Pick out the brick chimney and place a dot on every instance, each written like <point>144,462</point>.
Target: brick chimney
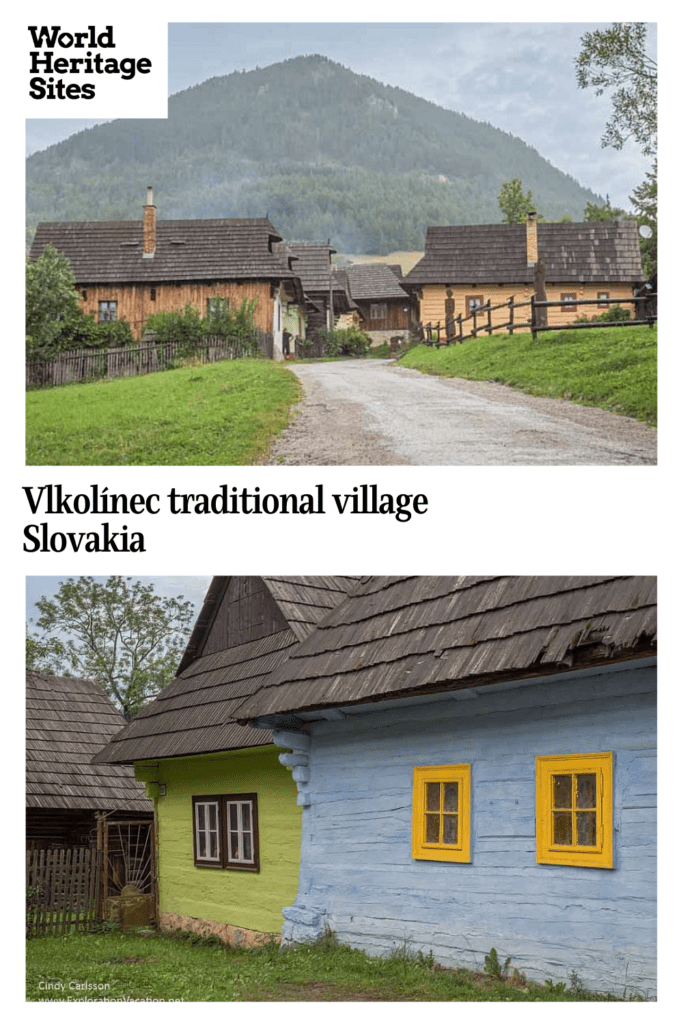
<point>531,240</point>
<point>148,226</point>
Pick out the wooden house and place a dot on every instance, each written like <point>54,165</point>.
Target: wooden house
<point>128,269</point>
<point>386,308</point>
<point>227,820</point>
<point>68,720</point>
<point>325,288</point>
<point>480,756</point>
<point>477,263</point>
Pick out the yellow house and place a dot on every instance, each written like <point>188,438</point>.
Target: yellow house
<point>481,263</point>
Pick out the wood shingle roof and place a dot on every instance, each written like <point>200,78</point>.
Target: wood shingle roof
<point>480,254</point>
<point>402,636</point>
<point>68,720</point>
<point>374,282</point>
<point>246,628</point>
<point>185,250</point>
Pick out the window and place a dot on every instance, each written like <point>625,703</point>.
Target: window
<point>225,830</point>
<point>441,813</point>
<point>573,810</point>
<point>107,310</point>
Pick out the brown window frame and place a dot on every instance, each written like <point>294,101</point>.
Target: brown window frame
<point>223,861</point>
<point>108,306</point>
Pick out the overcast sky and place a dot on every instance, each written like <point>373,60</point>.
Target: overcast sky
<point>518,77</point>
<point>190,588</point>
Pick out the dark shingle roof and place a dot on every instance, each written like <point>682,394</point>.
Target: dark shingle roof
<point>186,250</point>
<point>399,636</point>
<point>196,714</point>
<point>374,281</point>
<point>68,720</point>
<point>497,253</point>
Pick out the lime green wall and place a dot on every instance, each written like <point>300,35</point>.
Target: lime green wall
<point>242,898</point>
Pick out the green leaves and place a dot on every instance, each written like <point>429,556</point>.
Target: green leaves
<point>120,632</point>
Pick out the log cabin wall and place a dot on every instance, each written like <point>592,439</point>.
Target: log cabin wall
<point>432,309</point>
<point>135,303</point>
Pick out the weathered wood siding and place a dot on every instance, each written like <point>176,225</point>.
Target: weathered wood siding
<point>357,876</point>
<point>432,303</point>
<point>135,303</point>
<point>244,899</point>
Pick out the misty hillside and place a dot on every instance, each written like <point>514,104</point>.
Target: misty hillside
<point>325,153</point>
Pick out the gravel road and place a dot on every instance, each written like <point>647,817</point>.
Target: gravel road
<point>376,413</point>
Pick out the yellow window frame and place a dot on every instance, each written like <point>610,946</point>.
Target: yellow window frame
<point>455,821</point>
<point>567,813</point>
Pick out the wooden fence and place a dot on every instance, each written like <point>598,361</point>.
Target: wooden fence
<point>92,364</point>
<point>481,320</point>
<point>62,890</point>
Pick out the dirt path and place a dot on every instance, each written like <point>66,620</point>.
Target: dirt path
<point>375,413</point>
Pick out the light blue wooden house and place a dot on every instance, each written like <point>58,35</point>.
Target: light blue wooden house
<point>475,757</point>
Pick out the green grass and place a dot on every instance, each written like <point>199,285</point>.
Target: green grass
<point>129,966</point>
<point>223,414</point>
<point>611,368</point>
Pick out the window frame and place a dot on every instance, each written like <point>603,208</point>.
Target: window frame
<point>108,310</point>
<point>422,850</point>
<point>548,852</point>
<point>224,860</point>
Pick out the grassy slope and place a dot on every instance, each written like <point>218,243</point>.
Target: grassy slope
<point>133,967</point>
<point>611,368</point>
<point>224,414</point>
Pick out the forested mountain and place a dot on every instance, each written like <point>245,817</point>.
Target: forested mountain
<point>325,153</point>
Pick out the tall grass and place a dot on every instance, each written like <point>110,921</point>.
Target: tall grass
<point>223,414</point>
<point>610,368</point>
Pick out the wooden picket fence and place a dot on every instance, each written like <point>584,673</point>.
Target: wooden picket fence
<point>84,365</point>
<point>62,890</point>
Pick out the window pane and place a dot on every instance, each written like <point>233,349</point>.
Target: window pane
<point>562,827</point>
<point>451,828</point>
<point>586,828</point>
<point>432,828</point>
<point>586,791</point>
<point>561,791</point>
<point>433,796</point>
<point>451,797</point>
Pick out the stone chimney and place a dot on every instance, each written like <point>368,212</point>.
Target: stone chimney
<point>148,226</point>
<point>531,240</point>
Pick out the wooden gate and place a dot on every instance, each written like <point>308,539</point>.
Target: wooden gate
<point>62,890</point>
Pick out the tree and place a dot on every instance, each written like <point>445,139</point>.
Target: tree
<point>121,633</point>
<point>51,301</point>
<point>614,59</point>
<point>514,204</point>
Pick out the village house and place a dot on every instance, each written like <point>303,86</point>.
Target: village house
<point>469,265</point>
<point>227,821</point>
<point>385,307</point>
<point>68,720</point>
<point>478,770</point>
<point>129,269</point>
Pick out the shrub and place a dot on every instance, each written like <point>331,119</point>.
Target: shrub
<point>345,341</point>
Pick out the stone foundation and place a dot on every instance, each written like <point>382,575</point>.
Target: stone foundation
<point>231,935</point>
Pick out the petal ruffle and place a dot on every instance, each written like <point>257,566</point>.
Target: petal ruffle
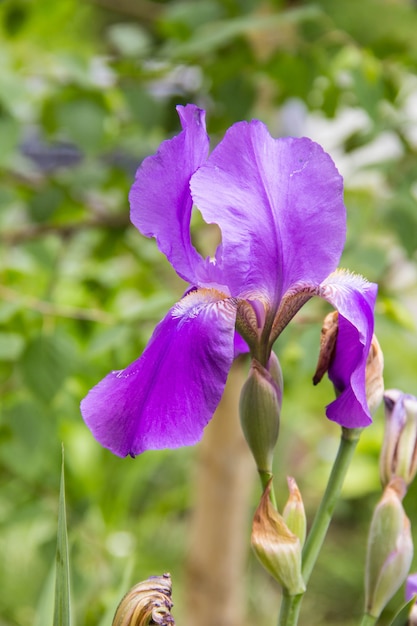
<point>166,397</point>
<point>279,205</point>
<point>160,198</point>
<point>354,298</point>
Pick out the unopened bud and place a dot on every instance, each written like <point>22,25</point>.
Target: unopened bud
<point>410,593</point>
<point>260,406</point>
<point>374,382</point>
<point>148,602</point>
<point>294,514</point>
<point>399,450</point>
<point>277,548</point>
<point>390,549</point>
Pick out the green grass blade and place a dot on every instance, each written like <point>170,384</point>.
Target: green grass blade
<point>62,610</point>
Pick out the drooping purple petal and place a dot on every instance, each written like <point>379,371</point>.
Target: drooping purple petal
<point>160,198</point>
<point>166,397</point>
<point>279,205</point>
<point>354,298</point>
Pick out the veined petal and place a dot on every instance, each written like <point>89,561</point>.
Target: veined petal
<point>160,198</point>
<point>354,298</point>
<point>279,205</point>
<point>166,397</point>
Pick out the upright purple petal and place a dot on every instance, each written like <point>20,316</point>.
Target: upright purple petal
⁂
■ **REQUIRED TASK**: Format as a JSON list of strings, one string per line, the lines from the line containing "Pick out the grassy" up to and including the line containing "<point>451,797</point>", omitting any blank lines.

■ **ANSWER TO THE EXERCISE**:
[
  "Pick out the grassy slope and place a dot on every instance, each written like <point>218,243</point>.",
  "Target: grassy slope",
  "<point>133,967</point>",
  "<point>611,368</point>",
  "<point>224,414</point>",
  "Pick out the forested mountain and place a dot on every instance, each written like <point>245,817</point>.",
  "Target: forested mountain",
  "<point>325,153</point>",
  "Pick out the tall grass and place a dot on every instance, each written like <point>110,921</point>.",
  "Target: tall grass",
  "<point>223,414</point>",
  "<point>610,368</point>",
  "Pick out the wooden picket fence and place a dot on every instance, each written like <point>584,673</point>.",
  "Target: wooden picket fence",
  "<point>84,365</point>",
  "<point>62,890</point>",
  "Pick out the window pane and place a dot on every instance, each written like <point>233,349</point>.",
  "Target: window pane",
  "<point>562,827</point>",
  "<point>451,828</point>",
  "<point>586,828</point>",
  "<point>432,828</point>",
  "<point>586,791</point>",
  "<point>561,791</point>",
  "<point>433,796</point>",
  "<point>451,797</point>"
]